• Task directions:
Reproduce each of the records below word for word, with nothing altered.

# start of Data supplied

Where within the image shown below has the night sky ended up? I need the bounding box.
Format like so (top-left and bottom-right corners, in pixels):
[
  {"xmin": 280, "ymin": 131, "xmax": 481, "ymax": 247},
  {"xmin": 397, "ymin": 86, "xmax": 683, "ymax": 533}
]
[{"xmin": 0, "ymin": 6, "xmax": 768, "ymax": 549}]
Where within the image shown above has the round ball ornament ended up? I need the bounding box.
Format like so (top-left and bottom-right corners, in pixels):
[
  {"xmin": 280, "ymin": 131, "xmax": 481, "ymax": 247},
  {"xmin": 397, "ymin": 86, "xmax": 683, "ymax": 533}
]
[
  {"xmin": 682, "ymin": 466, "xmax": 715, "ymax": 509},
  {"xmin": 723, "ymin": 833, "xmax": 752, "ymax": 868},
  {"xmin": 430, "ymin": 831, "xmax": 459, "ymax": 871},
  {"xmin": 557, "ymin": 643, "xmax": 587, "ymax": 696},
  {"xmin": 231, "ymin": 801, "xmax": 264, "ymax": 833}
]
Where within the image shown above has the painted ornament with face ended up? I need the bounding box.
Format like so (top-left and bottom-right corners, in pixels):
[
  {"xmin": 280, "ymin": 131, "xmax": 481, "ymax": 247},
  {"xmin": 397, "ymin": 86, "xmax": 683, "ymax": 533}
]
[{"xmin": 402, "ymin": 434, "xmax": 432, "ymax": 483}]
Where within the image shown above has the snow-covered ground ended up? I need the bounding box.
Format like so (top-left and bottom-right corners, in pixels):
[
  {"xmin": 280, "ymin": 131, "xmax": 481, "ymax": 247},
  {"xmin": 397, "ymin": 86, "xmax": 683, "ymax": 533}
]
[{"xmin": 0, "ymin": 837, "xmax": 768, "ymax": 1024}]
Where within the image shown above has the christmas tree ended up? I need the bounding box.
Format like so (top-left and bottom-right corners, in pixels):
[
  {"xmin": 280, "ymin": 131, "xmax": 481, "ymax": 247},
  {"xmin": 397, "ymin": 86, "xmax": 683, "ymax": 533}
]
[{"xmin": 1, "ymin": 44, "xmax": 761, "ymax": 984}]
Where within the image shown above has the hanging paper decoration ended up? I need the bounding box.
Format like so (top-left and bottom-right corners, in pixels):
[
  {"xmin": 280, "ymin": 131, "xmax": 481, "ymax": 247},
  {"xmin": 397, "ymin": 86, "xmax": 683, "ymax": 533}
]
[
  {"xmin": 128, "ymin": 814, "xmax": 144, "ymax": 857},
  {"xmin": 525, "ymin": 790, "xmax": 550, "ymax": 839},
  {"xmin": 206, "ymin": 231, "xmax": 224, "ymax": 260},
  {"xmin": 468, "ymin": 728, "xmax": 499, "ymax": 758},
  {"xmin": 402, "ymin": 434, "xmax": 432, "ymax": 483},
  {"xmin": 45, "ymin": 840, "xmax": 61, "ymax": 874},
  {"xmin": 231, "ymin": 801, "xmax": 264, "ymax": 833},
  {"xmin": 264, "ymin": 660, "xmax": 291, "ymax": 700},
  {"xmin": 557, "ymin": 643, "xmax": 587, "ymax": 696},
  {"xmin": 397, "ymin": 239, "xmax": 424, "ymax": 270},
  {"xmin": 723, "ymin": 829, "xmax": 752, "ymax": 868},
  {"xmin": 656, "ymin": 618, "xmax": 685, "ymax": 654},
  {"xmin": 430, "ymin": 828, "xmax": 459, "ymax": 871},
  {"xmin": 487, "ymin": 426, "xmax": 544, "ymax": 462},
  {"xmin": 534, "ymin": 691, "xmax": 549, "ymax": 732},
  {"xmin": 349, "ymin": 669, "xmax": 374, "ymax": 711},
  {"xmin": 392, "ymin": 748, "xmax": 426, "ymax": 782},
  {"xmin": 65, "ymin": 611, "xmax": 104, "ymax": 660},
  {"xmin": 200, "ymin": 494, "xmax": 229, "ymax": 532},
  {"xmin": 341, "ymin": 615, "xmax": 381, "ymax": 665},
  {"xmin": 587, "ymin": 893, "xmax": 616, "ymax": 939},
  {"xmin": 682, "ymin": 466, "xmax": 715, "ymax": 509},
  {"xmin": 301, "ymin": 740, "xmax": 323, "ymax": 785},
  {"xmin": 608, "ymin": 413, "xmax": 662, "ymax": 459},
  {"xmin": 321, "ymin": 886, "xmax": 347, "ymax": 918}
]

# end of Data supplied

• Reply:
Where within the image shown below has the night sky ended up? I need the bounding box.
Format like so (top-left and bottom-right corners, in pixels):
[
  {"xmin": 280, "ymin": 131, "xmax": 481, "ymax": 247},
  {"xmin": 397, "ymin": 86, "xmax": 683, "ymax": 533}
]
[{"xmin": 0, "ymin": 6, "xmax": 768, "ymax": 549}]
Where within the image shown above has the round ball ornament ended up? I need the bounding box.
Format like so (top-left and bottom-right corners, in pixels):
[
  {"xmin": 280, "ymin": 131, "xmax": 481, "ymax": 247},
  {"xmin": 397, "ymin": 86, "xmax": 683, "ymax": 533}
]
[
  {"xmin": 682, "ymin": 466, "xmax": 715, "ymax": 509},
  {"xmin": 723, "ymin": 833, "xmax": 752, "ymax": 868},
  {"xmin": 430, "ymin": 831, "xmax": 459, "ymax": 871},
  {"xmin": 557, "ymin": 643, "xmax": 587, "ymax": 696},
  {"xmin": 231, "ymin": 801, "xmax": 264, "ymax": 833}
]
Where within the image shown above has the painted ornament with face ended up? I need the bounding box.
Format like so (top-left and bottom-right corners, in pixels):
[
  {"xmin": 280, "ymin": 131, "xmax": 481, "ymax": 247},
  {"xmin": 397, "ymin": 86, "xmax": 683, "ymax": 533}
]
[{"xmin": 402, "ymin": 434, "xmax": 432, "ymax": 483}]
Where within the image shown above has the snow-covered ground ended up? I need the bounding box.
Format like so (top-left and bottom-right corners, in pixels):
[
  {"xmin": 280, "ymin": 131, "xmax": 481, "ymax": 247},
  {"xmin": 397, "ymin": 86, "xmax": 683, "ymax": 533}
]
[{"xmin": 0, "ymin": 837, "xmax": 768, "ymax": 1024}]
Where within the image shown above has the christmas tree ended up? I need the bounding box.
Format like so (top-left and bottom-right corners, in pixels):
[
  {"xmin": 280, "ymin": 131, "xmax": 481, "ymax": 247},
  {"xmin": 397, "ymin": 86, "xmax": 683, "ymax": 533}
]
[{"xmin": 1, "ymin": 44, "xmax": 761, "ymax": 984}]
Where within the image shown above has the hanging paper decoration ended up? I need the bounding box.
Format like so (top-left and bottom-right corners, in pixels):
[
  {"xmin": 280, "ymin": 131, "xmax": 481, "ymax": 247},
  {"xmin": 397, "ymin": 86, "xmax": 683, "ymax": 533}
]
[
  {"xmin": 128, "ymin": 814, "xmax": 144, "ymax": 857},
  {"xmin": 525, "ymin": 790, "xmax": 550, "ymax": 839},
  {"xmin": 206, "ymin": 231, "xmax": 224, "ymax": 260},
  {"xmin": 468, "ymin": 728, "xmax": 499, "ymax": 758},
  {"xmin": 402, "ymin": 434, "xmax": 432, "ymax": 483},
  {"xmin": 45, "ymin": 840, "xmax": 61, "ymax": 874},
  {"xmin": 231, "ymin": 801, "xmax": 264, "ymax": 833},
  {"xmin": 264, "ymin": 660, "xmax": 291, "ymax": 700},
  {"xmin": 557, "ymin": 643, "xmax": 587, "ymax": 696},
  {"xmin": 397, "ymin": 239, "xmax": 424, "ymax": 270},
  {"xmin": 723, "ymin": 829, "xmax": 752, "ymax": 868},
  {"xmin": 656, "ymin": 618, "xmax": 685, "ymax": 654},
  {"xmin": 430, "ymin": 828, "xmax": 459, "ymax": 871},
  {"xmin": 487, "ymin": 426, "xmax": 544, "ymax": 462},
  {"xmin": 534, "ymin": 691, "xmax": 549, "ymax": 732},
  {"xmin": 349, "ymin": 669, "xmax": 374, "ymax": 711},
  {"xmin": 392, "ymin": 748, "xmax": 426, "ymax": 782},
  {"xmin": 65, "ymin": 611, "xmax": 104, "ymax": 660},
  {"xmin": 200, "ymin": 494, "xmax": 229, "ymax": 532},
  {"xmin": 341, "ymin": 615, "xmax": 381, "ymax": 665},
  {"xmin": 587, "ymin": 893, "xmax": 616, "ymax": 939},
  {"xmin": 682, "ymin": 466, "xmax": 715, "ymax": 509},
  {"xmin": 301, "ymin": 740, "xmax": 323, "ymax": 785},
  {"xmin": 608, "ymin": 413, "xmax": 662, "ymax": 459},
  {"xmin": 321, "ymin": 886, "xmax": 347, "ymax": 918}
]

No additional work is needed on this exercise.